Image point annotation entries

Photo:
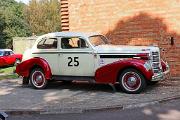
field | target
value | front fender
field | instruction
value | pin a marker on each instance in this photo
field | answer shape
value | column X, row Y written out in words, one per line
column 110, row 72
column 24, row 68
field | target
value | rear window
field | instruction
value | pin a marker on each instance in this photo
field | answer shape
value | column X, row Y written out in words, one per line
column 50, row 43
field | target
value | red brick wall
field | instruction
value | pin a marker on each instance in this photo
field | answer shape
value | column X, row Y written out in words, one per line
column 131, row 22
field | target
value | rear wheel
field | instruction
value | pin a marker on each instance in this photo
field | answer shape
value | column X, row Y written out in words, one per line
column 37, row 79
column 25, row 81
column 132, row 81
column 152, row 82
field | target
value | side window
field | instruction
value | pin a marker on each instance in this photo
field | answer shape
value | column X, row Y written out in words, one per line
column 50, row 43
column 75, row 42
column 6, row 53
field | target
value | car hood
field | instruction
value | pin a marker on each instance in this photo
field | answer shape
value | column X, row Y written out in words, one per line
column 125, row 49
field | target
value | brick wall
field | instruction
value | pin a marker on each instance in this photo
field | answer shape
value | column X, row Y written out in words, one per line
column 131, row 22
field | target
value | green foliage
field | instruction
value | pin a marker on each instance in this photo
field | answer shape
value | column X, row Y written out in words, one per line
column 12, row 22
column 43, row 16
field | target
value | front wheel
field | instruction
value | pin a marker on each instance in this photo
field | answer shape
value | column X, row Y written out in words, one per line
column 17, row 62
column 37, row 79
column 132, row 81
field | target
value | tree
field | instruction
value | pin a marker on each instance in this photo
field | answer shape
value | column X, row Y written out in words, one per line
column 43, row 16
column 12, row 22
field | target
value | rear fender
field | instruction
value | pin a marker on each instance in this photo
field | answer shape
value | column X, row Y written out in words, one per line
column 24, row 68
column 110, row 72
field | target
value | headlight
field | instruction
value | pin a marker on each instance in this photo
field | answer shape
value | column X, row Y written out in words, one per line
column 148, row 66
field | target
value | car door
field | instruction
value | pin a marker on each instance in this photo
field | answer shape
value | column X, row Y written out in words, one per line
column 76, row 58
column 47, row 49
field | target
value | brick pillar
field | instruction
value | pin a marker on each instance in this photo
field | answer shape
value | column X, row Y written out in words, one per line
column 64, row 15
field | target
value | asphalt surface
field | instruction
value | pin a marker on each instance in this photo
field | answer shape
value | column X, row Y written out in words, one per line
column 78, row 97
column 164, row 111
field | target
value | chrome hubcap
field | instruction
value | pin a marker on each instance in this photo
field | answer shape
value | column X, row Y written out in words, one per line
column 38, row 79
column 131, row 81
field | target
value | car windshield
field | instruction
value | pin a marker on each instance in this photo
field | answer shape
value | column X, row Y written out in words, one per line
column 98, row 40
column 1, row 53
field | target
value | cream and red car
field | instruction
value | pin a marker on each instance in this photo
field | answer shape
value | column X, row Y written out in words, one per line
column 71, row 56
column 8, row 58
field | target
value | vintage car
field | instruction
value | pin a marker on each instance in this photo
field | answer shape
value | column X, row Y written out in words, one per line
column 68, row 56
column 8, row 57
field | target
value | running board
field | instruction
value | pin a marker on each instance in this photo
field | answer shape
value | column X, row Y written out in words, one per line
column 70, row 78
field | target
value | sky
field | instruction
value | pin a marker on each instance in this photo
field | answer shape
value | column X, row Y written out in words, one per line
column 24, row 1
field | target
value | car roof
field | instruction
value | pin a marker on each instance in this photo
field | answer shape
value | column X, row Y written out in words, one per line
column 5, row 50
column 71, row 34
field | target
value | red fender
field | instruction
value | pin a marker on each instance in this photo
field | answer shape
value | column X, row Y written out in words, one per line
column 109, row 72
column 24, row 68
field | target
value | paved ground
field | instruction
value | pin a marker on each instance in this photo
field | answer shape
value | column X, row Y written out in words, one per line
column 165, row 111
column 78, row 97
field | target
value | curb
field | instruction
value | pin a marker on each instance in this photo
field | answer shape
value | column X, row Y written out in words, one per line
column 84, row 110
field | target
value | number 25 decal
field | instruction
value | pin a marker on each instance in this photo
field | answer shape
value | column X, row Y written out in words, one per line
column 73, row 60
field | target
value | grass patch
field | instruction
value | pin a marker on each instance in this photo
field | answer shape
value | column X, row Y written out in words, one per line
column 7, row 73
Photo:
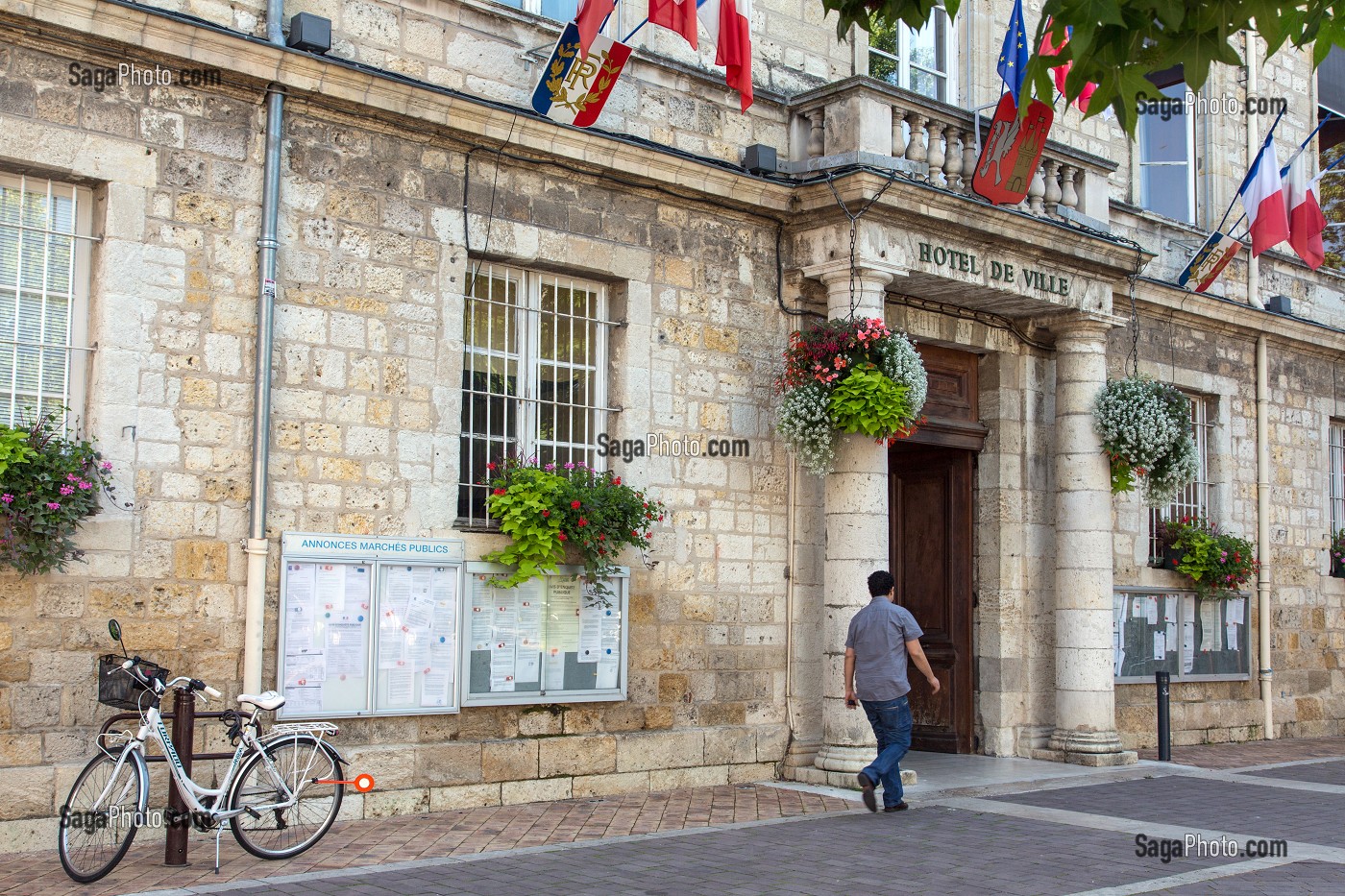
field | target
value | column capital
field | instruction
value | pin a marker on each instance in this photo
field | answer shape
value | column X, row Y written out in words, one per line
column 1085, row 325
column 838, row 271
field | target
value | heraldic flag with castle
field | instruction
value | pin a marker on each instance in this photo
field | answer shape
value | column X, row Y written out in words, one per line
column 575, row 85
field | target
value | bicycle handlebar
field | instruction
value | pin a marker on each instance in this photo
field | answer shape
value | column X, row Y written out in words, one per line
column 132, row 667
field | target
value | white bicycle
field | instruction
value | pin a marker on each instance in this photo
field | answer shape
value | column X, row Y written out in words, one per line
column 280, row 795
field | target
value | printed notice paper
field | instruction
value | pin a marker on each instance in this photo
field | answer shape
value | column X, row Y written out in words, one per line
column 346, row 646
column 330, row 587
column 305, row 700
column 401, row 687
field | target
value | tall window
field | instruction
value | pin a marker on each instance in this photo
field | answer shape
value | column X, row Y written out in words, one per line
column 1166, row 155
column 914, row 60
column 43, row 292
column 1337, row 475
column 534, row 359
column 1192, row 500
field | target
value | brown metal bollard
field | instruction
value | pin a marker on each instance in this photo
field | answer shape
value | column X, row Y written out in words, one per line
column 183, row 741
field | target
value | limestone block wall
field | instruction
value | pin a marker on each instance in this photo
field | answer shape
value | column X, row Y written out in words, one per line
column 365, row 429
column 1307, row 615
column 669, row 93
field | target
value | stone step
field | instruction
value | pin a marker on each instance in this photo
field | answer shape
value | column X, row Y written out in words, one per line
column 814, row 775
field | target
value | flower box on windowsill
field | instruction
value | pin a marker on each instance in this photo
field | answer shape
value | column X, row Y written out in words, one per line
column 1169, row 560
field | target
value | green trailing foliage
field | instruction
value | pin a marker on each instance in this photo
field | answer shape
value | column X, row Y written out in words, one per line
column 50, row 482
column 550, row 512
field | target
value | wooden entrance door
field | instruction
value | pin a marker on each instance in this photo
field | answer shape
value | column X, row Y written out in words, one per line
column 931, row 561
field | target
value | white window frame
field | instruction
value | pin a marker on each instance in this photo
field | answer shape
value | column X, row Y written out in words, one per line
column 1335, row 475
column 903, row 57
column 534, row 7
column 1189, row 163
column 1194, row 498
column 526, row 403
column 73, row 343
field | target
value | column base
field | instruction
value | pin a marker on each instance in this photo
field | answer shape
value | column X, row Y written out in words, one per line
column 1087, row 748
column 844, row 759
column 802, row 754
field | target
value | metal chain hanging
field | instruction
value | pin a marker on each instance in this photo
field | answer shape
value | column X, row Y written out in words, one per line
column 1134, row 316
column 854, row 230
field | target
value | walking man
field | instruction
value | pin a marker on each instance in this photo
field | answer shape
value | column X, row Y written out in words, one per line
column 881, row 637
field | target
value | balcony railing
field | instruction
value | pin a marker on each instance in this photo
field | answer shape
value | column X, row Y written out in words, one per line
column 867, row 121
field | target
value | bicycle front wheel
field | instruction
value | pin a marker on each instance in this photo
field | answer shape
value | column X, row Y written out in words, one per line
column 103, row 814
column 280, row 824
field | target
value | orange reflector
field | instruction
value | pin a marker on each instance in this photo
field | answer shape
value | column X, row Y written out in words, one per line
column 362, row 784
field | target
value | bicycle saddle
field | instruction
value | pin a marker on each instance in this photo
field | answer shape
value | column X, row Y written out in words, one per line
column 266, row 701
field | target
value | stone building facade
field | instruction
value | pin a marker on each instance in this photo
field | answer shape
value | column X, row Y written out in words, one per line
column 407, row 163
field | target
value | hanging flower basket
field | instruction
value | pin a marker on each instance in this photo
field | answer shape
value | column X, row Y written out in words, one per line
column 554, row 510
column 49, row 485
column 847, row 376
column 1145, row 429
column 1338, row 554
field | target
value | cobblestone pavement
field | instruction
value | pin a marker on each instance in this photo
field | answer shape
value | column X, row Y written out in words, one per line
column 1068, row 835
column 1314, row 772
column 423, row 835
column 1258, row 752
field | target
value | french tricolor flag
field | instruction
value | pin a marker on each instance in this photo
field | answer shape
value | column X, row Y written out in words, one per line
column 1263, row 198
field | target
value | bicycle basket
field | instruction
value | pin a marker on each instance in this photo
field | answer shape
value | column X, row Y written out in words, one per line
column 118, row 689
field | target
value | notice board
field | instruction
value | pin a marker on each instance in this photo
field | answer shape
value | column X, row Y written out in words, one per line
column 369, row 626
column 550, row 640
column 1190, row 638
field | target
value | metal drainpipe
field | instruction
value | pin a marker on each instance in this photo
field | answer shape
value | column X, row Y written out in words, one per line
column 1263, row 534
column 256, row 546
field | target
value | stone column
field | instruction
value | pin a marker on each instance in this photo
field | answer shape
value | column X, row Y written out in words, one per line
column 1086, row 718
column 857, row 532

(What is needed) Collect every line from the records above that contains the string "door", and list those lines.

(Task answer)
value | car door
value | wooden entrance door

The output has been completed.